Items stored from a collection:

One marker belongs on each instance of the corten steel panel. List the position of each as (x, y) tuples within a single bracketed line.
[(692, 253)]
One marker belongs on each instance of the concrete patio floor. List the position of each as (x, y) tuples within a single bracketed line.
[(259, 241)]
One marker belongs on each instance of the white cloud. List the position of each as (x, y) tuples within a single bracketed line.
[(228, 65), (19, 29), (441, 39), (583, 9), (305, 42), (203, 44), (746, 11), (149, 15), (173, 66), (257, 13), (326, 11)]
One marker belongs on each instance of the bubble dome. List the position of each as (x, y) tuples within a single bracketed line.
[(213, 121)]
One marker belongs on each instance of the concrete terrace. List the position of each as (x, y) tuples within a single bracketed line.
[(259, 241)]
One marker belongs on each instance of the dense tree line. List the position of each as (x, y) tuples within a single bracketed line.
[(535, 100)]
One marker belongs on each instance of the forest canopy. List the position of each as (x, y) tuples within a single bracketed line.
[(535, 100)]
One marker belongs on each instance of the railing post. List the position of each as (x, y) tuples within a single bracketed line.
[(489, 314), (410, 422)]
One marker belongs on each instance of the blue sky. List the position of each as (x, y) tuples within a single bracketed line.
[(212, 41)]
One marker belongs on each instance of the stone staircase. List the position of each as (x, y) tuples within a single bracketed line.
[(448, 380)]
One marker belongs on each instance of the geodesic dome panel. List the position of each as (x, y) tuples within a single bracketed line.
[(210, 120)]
...
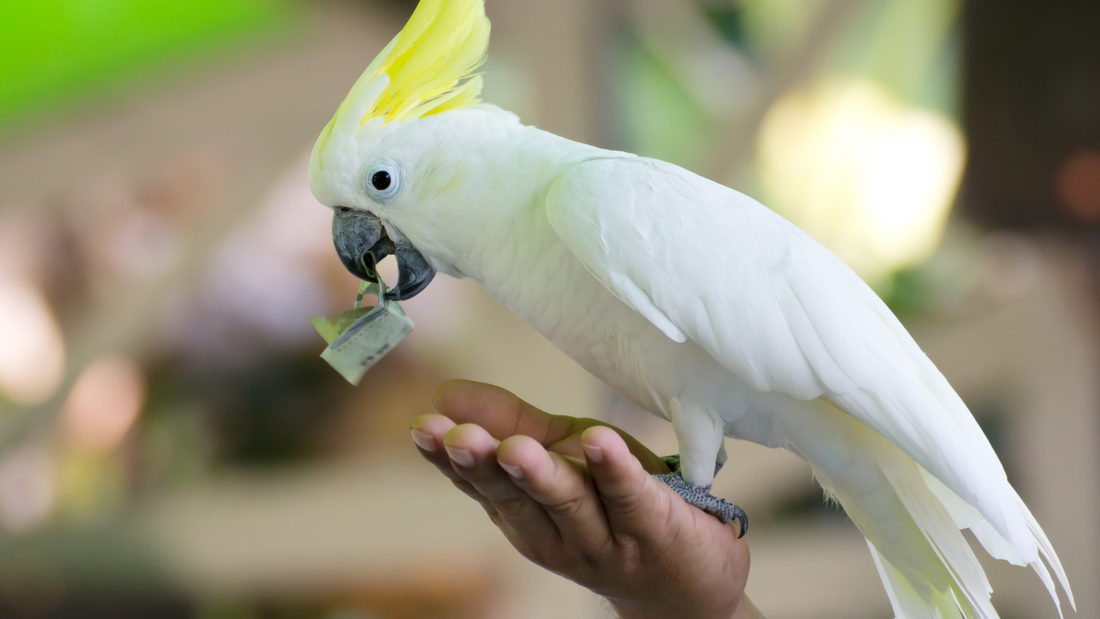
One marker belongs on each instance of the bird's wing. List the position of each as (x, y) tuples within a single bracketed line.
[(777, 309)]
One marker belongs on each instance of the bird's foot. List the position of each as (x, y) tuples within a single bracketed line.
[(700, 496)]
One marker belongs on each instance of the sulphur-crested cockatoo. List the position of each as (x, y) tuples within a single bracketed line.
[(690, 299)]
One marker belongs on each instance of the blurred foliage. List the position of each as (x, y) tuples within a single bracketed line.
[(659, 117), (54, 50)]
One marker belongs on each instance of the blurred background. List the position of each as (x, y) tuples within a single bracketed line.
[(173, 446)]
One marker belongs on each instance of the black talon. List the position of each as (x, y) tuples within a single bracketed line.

To be done: Format the lines running from the one containing "One marker belongs on each instance of the bird's wing." through the one containing "[(700, 496)]", both included, as a JSON list of strings with one string per line and blank lines omitted.

Reply:
[
  "One marker belongs on each instance of the bird's wing. List the position of each as (x, y) tuples within a single bracketed line.",
  "[(777, 309)]",
  "One marker belongs on each instance of the bird's foot. List the position of each as (x, y) tuples within a single bracketed line.",
  "[(700, 496)]"
]